## Directives:
**A)** List every option of 2d_sat.py that the code README below shows as taking an INTEGER value.
**B)** In the code README below, what unit does the --timeout option of 2d_sat.py use?
**C)** Summarize the code README below in two sentences.

## Page excerpt:
This is the code accompanying the paper:
On complexity of online discussions. Utkarsh Upadhyay, Abir De, Aasish Pappu, Manuel Gomez-Rodriguez. WSDM, 2018.
The code is arranged as various scripts which do a variety of tasks which were used in the paper. The key scripts are:
- Determining whether a discussion has a given dimension:
2d_sat.py
- Filling in the comment-voter matrix using:
1. our proposed polynomial algorithm:
SR_fill.py
2. Z3 embeddings:z3_fill.py
3. our proposed exact rank method:low-rank-completion.py
4. soft-impute:soft-impute.py
- Finding the embeddings for a partial binary matrix using Z3:
matrix-Z3-embed.py
Usage: 2d_sat.py [OPTIONS] IN_FILE
Reads data from IN_FILE with the following format:
comment_tree_id, commenter_id, voter_id, vote_type
1, 200, 3000, 1
1, 201, 3000, -1
...
or (in case of real data):
r.reply_to r.message_id r.uid_alias r.vote_type
1 200 3000 UP
1 201 3000 DOWN
...
Outputs a CSV which contains whether the comment/article-tree had a sign-
rank of 2 or not.
Redirect output to a file to save it.
Options:
--dims INTEGER What dimensional embedding to test for?
--cpus INTEGER How many CPUs to use.
--timeout INTEGER Time after which to give up (ms).
--real / --no-real Assume format of real-data.
--improve PATH Improve the results from the provided file.
Will only run for `unknown` ids in the file.
--context-id / --no-context-id Use the context_id instead of
comment_tree_id to group comments into
matrices.
--nrows INTEGER Number of rows from the CSV to read.
--help Show this message and exit.
Usage: SR_fill.py [OPTIONS] IN_MAT_FILE OP_MAT_FILE OP_SC_FILE
Read M_partial from IN_MAT_FILE and fill in the matrix using SR. The vote
at (i, j) will be removed before filling in the matrix. The resulting
matrix will be saved at OP_MAT_FILE and the given LOO entry will be placed
along with the original vote in OP_LOO_FILE.
Additionally, the best guess for the Sign Rank will be placed in
OP_SC_FILE along with the source node which results in that.

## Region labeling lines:

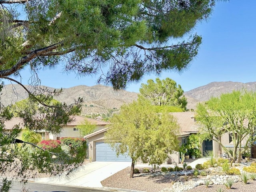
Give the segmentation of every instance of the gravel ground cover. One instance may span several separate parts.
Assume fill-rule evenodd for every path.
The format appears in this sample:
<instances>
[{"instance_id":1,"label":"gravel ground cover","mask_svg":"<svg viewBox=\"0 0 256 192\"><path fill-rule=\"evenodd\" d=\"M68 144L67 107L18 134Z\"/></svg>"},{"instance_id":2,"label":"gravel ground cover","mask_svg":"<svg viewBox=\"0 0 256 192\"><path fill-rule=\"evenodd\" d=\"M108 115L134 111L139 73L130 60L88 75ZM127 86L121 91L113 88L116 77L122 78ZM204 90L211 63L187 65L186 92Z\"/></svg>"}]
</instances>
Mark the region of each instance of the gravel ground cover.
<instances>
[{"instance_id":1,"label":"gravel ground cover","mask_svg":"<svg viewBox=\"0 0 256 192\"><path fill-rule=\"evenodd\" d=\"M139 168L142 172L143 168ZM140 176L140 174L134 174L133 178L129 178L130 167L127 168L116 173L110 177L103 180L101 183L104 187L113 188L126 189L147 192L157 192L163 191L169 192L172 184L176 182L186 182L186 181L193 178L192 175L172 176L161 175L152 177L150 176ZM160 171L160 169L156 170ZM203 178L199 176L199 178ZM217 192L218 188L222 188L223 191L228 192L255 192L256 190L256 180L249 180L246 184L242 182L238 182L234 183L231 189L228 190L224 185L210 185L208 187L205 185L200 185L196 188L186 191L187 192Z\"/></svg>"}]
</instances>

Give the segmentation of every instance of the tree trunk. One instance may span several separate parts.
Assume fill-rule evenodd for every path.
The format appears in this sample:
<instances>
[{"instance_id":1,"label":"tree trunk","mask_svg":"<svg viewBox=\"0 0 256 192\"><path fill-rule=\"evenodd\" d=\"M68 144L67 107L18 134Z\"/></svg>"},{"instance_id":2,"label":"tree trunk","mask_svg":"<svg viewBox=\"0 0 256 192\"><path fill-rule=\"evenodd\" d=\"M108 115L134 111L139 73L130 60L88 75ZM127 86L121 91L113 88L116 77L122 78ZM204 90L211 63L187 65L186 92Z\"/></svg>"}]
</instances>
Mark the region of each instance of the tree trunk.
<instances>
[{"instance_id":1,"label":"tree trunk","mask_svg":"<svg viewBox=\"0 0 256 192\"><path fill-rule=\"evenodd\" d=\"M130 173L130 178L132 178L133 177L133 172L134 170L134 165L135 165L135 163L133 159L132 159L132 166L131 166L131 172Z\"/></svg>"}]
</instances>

---

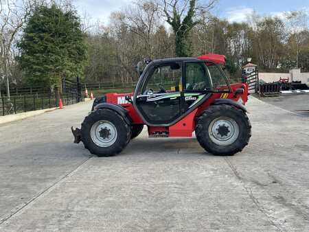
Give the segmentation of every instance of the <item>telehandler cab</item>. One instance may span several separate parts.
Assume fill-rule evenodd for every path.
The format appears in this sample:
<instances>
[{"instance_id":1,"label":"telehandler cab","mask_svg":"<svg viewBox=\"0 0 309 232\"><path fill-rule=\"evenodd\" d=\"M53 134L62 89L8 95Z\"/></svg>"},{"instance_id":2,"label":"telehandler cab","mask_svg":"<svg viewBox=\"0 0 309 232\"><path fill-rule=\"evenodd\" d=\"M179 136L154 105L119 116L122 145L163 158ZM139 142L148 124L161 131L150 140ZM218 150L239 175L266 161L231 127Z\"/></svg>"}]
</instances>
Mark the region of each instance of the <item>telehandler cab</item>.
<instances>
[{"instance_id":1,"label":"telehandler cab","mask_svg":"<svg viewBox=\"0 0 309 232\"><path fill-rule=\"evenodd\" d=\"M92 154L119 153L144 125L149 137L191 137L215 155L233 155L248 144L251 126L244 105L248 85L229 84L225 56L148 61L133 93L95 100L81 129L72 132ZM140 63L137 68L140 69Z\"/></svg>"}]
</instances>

## Task responses:
**A)** --dims, --cpus, --timeout, --nrows

**B)** Milliseconds (ms).

**C)** The code accompanies the WSDM 2018 paper "On complexity of online discussions" and is arranged as scripts that determine whether a discussion has a given dimension, fill in the comment-voter matrix by several methods, and find embeddings for a partial binary matrix using Z3. It documents the usage of 2d_sat.py, which reads vote data from an input file and outputs a CSV showing whether each comment/article-tree had a sign-rank of 2, and of SR_fill.py, which fills in a partial matrix using SR.